[Exercise prompt]: When you return the data, keep every word exact and include none of the images.

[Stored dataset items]
• • • • • • •

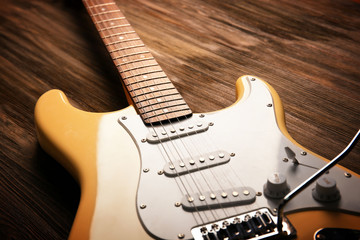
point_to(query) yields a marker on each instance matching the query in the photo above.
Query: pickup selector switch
(276, 186)
(325, 190)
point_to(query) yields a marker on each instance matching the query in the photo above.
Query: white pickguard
(248, 129)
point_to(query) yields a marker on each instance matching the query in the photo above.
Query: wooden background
(309, 51)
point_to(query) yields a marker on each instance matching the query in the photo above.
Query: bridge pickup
(180, 167)
(259, 224)
(219, 199)
(175, 131)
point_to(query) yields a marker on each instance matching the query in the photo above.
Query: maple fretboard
(154, 96)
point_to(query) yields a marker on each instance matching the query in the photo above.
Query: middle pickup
(193, 164)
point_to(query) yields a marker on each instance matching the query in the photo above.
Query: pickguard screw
(246, 192)
(348, 175)
(181, 235)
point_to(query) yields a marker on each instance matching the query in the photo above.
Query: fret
(152, 90)
(139, 68)
(147, 97)
(137, 65)
(139, 79)
(121, 37)
(126, 48)
(125, 45)
(150, 83)
(102, 13)
(127, 75)
(166, 111)
(113, 27)
(109, 20)
(133, 59)
(128, 55)
(124, 41)
(101, 5)
(179, 104)
(118, 34)
(168, 117)
(153, 94)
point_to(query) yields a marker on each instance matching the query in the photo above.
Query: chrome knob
(325, 190)
(276, 186)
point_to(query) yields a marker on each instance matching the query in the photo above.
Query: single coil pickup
(197, 163)
(252, 225)
(219, 199)
(259, 224)
(175, 131)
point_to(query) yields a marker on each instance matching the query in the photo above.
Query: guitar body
(128, 190)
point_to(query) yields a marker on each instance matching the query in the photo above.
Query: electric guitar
(155, 170)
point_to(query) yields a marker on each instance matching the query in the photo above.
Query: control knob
(276, 186)
(325, 190)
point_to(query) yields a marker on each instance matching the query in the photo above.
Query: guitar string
(190, 154)
(182, 183)
(203, 176)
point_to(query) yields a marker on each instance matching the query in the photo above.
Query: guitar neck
(151, 91)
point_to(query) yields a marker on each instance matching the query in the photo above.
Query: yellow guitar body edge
(72, 136)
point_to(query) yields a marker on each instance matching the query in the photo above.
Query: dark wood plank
(309, 52)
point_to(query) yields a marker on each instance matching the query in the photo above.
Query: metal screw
(224, 194)
(181, 235)
(348, 175)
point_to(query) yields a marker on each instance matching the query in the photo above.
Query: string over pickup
(189, 165)
(175, 131)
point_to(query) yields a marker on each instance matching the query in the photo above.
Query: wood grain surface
(309, 51)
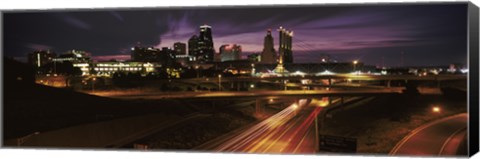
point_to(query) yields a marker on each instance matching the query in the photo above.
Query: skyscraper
(193, 45)
(230, 52)
(40, 57)
(285, 45)
(206, 50)
(268, 54)
(202, 46)
(180, 48)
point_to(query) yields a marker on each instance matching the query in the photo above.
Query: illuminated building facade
(268, 55)
(254, 57)
(78, 58)
(193, 45)
(285, 45)
(145, 54)
(109, 68)
(40, 57)
(230, 52)
(180, 48)
(202, 46)
(166, 56)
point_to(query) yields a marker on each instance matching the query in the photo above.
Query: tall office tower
(268, 54)
(205, 45)
(201, 47)
(40, 57)
(285, 45)
(193, 46)
(230, 52)
(180, 48)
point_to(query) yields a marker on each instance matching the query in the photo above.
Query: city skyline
(372, 34)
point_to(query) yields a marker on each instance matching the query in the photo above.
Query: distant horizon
(435, 34)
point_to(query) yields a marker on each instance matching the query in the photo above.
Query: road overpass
(263, 94)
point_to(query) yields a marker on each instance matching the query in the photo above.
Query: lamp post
(219, 82)
(354, 65)
(93, 84)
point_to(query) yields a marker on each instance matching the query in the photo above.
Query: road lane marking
(447, 141)
(415, 131)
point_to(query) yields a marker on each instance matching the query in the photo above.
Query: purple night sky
(426, 34)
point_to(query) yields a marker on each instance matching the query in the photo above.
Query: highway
(356, 77)
(252, 94)
(443, 137)
(289, 131)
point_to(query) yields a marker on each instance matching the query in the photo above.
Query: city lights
(436, 109)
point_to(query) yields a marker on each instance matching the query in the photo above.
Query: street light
(436, 109)
(93, 84)
(219, 82)
(196, 69)
(354, 65)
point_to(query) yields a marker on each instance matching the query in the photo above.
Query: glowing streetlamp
(219, 82)
(436, 109)
(355, 65)
(93, 84)
(196, 69)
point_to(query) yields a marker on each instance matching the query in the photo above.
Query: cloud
(75, 22)
(179, 30)
(38, 46)
(117, 15)
(109, 57)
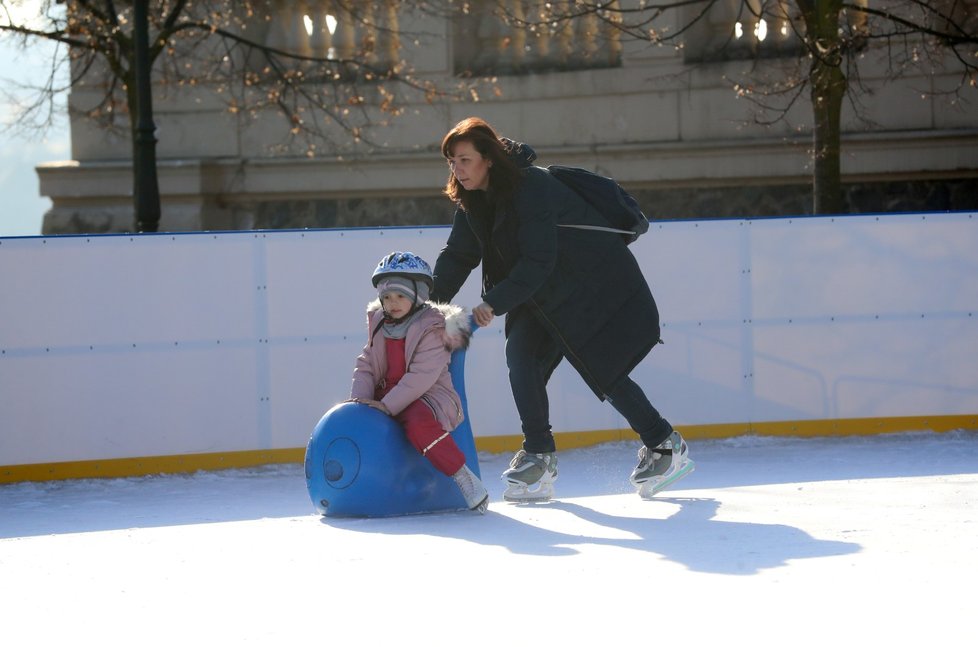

• • • • • • •

[Solution below]:
point_to(query) yields a marker on each instance matching the query in the photo above.
Query: pickup selector switch
(276, 186)
(325, 190)
point_to(query) yields a marker on each instance matching the query in the photo above.
Query: white pickguard
(248, 129)
point_to(query) yields a marker on each instance matching the query in the photo above.
Query: wooden background
(309, 51)
point_to(query) yields a marker on each instance matching the query in the photo above.
Query: bridge pickup
(180, 167)
(259, 224)
(219, 199)
(175, 131)
point_to(query) yields a marker on each instance matching the query in the photo above.
Query: maple fretboard
(154, 96)
point_to(query) yields a marker on each instance matching the query in the photo above.
Query: middle pickup
(193, 164)
point_to(query) yields a marker on each instance matching the query in the photo above.
Query: pickguard screw
(246, 192)
(348, 175)
(181, 235)
point_to(query) yields a marker on each instance matching the query in the photo above.
Query: fret
(152, 90)
(139, 68)
(147, 97)
(137, 65)
(139, 79)
(121, 37)
(126, 48)
(125, 45)
(150, 83)
(102, 13)
(127, 75)
(166, 111)
(113, 27)
(109, 20)
(133, 59)
(128, 55)
(124, 41)
(101, 5)
(179, 104)
(118, 34)
(168, 117)
(153, 94)
point_to(query) yields a marker on each instance matching the query in the photo above.
Query: chrome knob
(325, 190)
(276, 186)
point_to(query) yields a marker on each instance matching the query in the photo above.
Query: single coil pickup
(197, 163)
(252, 225)
(219, 199)
(259, 224)
(175, 131)
point_to(query) yields a marker on each instance matching the query in the photo above.
Query: guitar body
(128, 190)
point_to(query) yields a marker on each instance matching the query in the photo above.
Query: electric guitar
(155, 170)
point_to(query) yields a marker on each instance matching the query in the photo above.
Query: control knob
(276, 186)
(325, 190)
point_to(query) yields a marker on each instance matching the query in the photo above.
Query: guitar string
(190, 154)
(182, 183)
(203, 176)
point_to(query) yields a marker on each instance matching the query in the photo above.
Query: guitar neck
(151, 91)
point_to(query) yields a marker on each instance matching the query in the photo above.
Query: yellow guitar body edge
(72, 136)
point_to(query) yields a marker on each instance matching the query in the photo above.
Query: dark wood plank
(309, 52)
point_to(query) yields a marker on each instance matching the query in the photo above.
Query: metal screw
(224, 194)
(181, 235)
(348, 175)
point_to(query) yields a marker on each instance matching the query in the photo above.
Query: string over pickup
(189, 165)
(175, 131)
point_to(query) yields a marker on each instance matching the query in the photo above.
Query: wood grain surface
(309, 51)
point_to(query) yields a marker on each instance matching the query in the photo above.
Query: skyscraper
(193, 45)
(230, 52)
(40, 57)
(285, 45)
(206, 50)
(268, 54)
(202, 46)
(180, 48)
point_to(query) yields a marker on each instance matching the query in the photo above.
Query: illuminated building facade
(268, 55)
(254, 57)
(78, 58)
(193, 45)
(285, 45)
(145, 54)
(109, 68)
(40, 57)
(230, 52)
(180, 48)
(202, 46)
(166, 56)
point_to(query) yields a marker on each instance matching the query in the photo above.
Query: tall office tower
(268, 54)
(205, 45)
(201, 47)
(40, 57)
(285, 45)
(193, 46)
(230, 52)
(180, 48)
point_to(query) yields a marker on each instance matching the query in the photo above.
Query: city skyline
(372, 34)
point_to(query) yields a marker on each instance matching the query in the photo above.
Query: distant horizon
(435, 34)
point_to(query) yields a marker on each instance matching the query in the photo above.
Query: road overpass
(263, 94)
point_to(query) yields a marker on each instance matching the query in the photo above.
Query: lamp post
(219, 82)
(354, 65)
(93, 84)
point_to(query) yields a marker on each instance matching the query in the photo above.
Query: road lane marking
(447, 141)
(415, 131)
point_to(query) yields a marker on each instance matching the query in the photo above.
Query: purple night sky
(426, 34)
point_to(query) yields a marker on each instance matching the query in the photo above.
Query: highway
(356, 77)
(252, 94)
(443, 137)
(289, 131)
point_to(query) yields a marker on each instance matching the query in the photo above.
Query: city lights
(436, 109)
point_to(query) yields a marker on each instance matching the query in the photo above.
Query: street light
(436, 109)
(93, 84)
(219, 82)
(196, 69)
(354, 65)
point_to(query) yields a marker on each instance matching the query in the photo above.
Query: glowing streetlamp
(219, 82)
(436, 109)
(355, 65)
(93, 84)
(196, 69)
point_to(query) yields a marker on each instance matching the query in the photo above.
Query: cloud
(75, 22)
(179, 30)
(38, 46)
(117, 15)
(109, 57)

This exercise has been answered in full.